** BEGIN Extract to read **
CATV cabling is used for "broadband" transmission as opposed to the "baseband" transmission used by all other Ethernet physical layers. A broadband cabling system supports transmission of multiple services over a single cable by dividing the bandwidth into separate frequencies, with each frequency assigned to a different service. This technique is used in cable TV transmission systems to transmit multiple channels over a single cable. Each channel uses a different frequency range. This capability can allow 10Broad36 share a single cable with other services such as video.
Fiber optic cabling is a technology where electrical signals are converted into optical signals, transmitted through a thin glass fiber, and re-converted into electrical signals. It is used as transmission medium for the following Ethernet media systems: FOIRL, 10Base-FL, 10Base-FB, 10Base-FP, 100Base-FX, 1000Base-LX, and 1000Base-SX.
Fiber optic cabling is constructed of three concentric layers: The "core" is the central region of an optical fiber through which light is transmitted. The "cladding" is the material in the middle layer. It has a lower index of refraction than the core which serves to confine the light to the core. An outer "protective layer", or "buffer", serves to protect the core and cladding from damage.
The following sections describe the two primary types of fiber optic cabling: "multi-mode fiber" and "single-mode fiber".
Multi-mode fiber allows many "modes", or paths, of light to propagate down the fiber optic path. The relatively large core of a multi-mode fiber allows good coupling from inexpensive LEDs light sources, and the use of inexpensive couplers and connectors. Multi-mode fiber typically has a core diameter of 50 to 100 microns.
Two types of multi-mode fiber exist with a refractive index that may be "graded" or "stepped". With graded index fiber the index of refraction of the core is lower toward the outside of the core and progressively increases toward the center of the core, thereby reducing modal dispersion of the signal. With stepped index fiber the core is of uniform refractive index with a sharp decrease in the index of refraction at the core-cladding interface. Stepped index multi-mode fibers generally have lower bandwidths than graded index multi-mode fibers.
** END Extract to read **
** BEGIN Records supplied **
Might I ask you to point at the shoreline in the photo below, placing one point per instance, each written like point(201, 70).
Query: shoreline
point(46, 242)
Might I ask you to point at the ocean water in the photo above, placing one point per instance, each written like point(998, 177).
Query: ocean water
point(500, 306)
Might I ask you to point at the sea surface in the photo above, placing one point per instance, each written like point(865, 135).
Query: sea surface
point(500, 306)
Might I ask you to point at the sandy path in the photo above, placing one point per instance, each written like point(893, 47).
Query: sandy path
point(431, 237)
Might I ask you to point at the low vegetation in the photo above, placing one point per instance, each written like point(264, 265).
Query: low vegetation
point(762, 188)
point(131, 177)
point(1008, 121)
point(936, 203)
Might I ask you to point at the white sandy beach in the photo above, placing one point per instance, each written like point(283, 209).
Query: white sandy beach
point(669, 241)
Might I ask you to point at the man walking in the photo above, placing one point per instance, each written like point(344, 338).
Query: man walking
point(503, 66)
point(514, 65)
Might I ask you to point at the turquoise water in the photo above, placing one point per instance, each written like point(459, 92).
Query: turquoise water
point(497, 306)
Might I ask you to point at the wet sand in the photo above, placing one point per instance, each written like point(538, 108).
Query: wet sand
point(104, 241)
** END Records supplied **
** BEGIN Records supplied **
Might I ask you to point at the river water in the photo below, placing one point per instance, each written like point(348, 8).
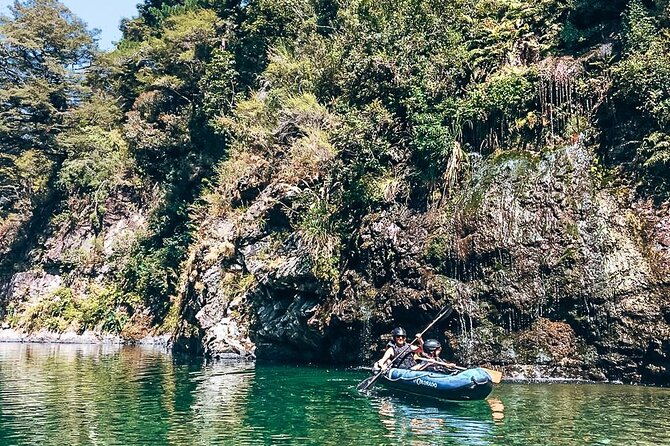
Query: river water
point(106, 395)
** END Records supplied **
** BEGIN Records supplied **
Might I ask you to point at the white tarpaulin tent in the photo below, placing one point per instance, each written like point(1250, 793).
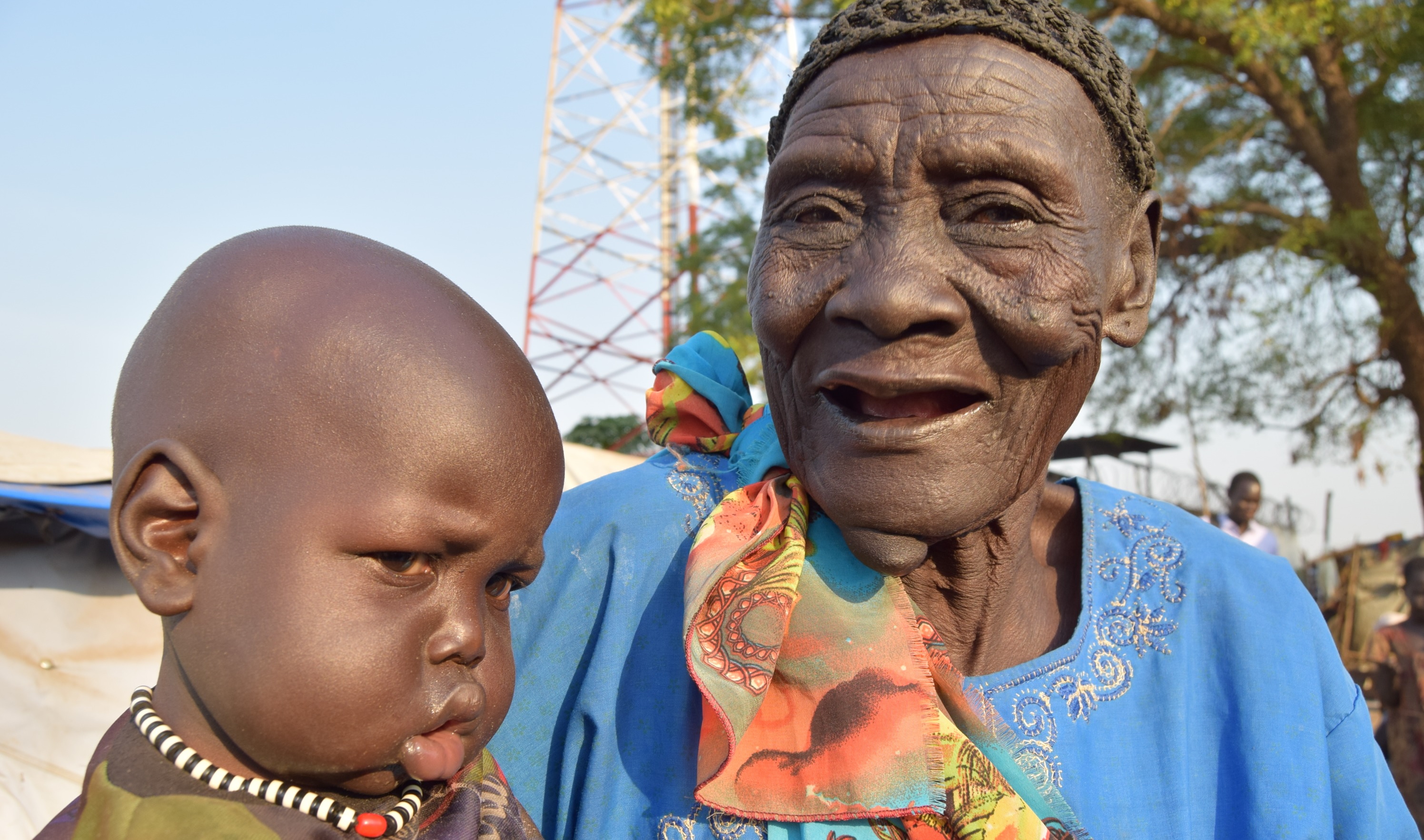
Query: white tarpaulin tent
** END Records supplied **
= Tasks and exercises =
1. Answer these about the Ethernet cabling text:
(a) What core diameter does multi-mode fiber typically have?
(b) What name is given to the middle layer of fiber optic cabling?
(c) Which type of multi-mode fiber generally has lower bandwidth?
2. Write the next part of the Ethernet cabling text, picking up after its final sentence.
The items come from a different source than the text.

= Outputs by task =
1.
(a) 50 to 100 microns.
(b) The cladding.
(c) Stepped index multi-mode fiber.

2.
The most popular fiber for networking is the 62.5/125 micron multi-mode fiber. These numbers mean that the core diameter is 62.5 microns and the cladding is 125 microns. Other common sizes are 50/125 and 100/140.
The primary advantage of multi-mode fiber over twisted pair cabling is that it supports longer segment lengths. Multi-mode fiber can support segment lengths as long as 2000 meters for 10 and 100 Mbps Ethernet, and 550 meters for 1 Gbps Ethernet.
Single-mode fiber has a core diameter that is so small (on the order of 10 microns) that only a single mode of light is propagated. This eliminates the main limitation to bandwidth, modal dispersion. However, the small core of a single-mode fiber makes coupling light into the fiber more difficult, and thus expensive lasers must be used as light sources. The main limitation to the bandwidth of a single-mode fiber is material (chromatic) dispersion. Laser sources must also be used to attain high bandwidth, because LEDs emit a large range of frequencies, and thus material dispersion becomes significant.
Single-mode fiber is capable of supporting much longer segment lengths than multi-mode fiber. Segment lengths of 5000 meters and beyond are supported at all Ethernet data rates through 1 Gbps. However, single-mode fiber has the disadvantage of being significantly more expensive to deploy than multi-mode fiber.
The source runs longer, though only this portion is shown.